(Exercise data)

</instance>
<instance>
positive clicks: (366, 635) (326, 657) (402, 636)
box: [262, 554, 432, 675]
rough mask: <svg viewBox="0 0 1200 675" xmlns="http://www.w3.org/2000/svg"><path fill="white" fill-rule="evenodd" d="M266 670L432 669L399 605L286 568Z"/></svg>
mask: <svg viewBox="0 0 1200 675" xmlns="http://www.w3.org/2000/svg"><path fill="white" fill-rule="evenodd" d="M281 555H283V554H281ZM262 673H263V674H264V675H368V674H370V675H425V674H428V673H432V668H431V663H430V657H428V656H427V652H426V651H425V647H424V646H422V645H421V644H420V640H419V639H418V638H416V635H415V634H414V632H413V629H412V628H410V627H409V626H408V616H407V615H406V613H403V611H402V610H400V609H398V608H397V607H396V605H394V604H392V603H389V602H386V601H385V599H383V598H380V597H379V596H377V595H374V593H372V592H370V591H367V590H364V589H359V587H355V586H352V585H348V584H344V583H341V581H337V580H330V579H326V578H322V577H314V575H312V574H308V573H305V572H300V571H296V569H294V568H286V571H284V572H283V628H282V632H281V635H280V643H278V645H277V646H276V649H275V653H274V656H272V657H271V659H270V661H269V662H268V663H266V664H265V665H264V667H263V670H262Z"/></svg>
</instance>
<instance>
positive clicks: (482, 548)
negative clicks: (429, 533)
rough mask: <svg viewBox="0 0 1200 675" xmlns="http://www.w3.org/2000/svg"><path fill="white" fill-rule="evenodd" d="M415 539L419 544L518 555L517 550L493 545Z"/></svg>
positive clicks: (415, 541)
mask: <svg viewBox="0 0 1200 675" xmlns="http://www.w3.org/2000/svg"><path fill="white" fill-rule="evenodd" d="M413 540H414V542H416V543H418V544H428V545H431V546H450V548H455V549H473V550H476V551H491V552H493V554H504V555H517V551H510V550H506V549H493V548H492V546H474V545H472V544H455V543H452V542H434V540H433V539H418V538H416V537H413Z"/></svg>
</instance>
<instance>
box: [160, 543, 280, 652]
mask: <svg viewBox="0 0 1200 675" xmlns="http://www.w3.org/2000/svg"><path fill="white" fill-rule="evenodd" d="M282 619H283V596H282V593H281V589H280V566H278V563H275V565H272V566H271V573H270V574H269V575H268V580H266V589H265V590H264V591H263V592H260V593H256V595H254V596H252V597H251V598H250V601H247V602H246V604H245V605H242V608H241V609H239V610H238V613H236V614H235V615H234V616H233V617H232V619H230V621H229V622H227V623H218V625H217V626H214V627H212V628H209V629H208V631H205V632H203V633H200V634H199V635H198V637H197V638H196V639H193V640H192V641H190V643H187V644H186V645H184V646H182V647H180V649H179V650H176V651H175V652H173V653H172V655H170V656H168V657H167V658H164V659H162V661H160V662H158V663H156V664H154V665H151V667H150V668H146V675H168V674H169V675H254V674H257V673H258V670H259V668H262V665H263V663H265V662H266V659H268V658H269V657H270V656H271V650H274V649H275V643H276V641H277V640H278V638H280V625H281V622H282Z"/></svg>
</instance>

(End Exercise data)

■ Assignment:
What is needed is an exact copy of the entries from their first line down to the line with "box: [262, 554, 432, 675]", that line included, and nothing beyond it.

■ Written answer:
</instance>
<instance>
positive clicks: (366, 635) (326, 657) (402, 636)
box: [262, 554, 432, 675]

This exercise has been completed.